WHAT THE EXERCISE ASKS:
Transcribe exactly the line that contains "[point out] the" and every line after it through the end of the records, with nothing else.

DATA FOR REVIEW:
BEGIN

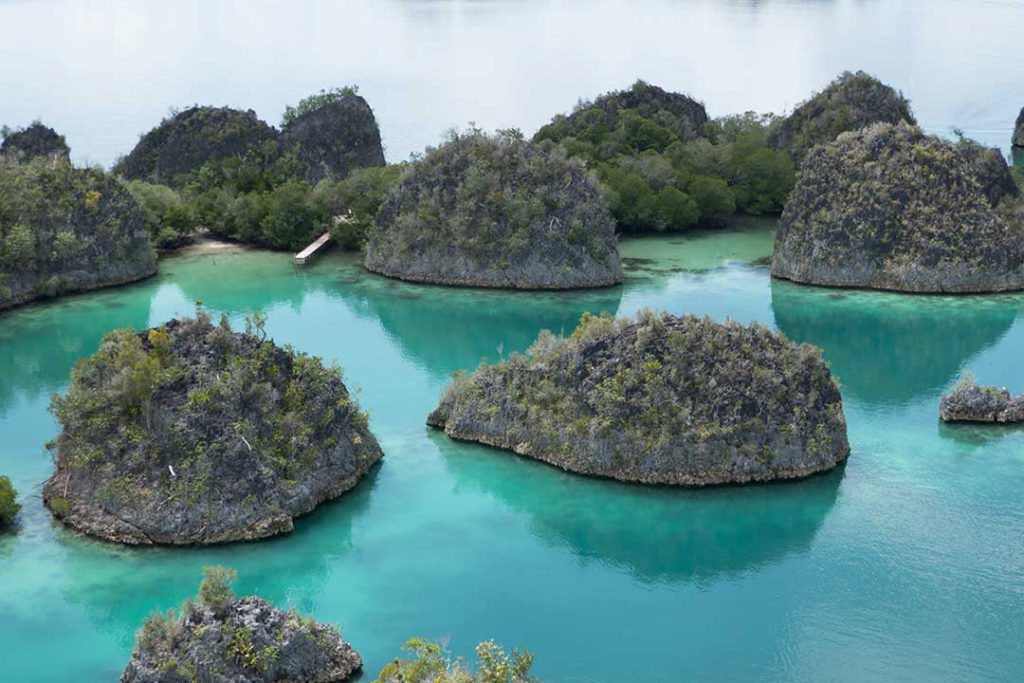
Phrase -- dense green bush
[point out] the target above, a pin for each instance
(8, 506)
(431, 663)
(658, 175)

END

WRITTEN SOLUTION:
[point out] the target above, a pin for each instance
(8, 506)
(431, 663)
(658, 175)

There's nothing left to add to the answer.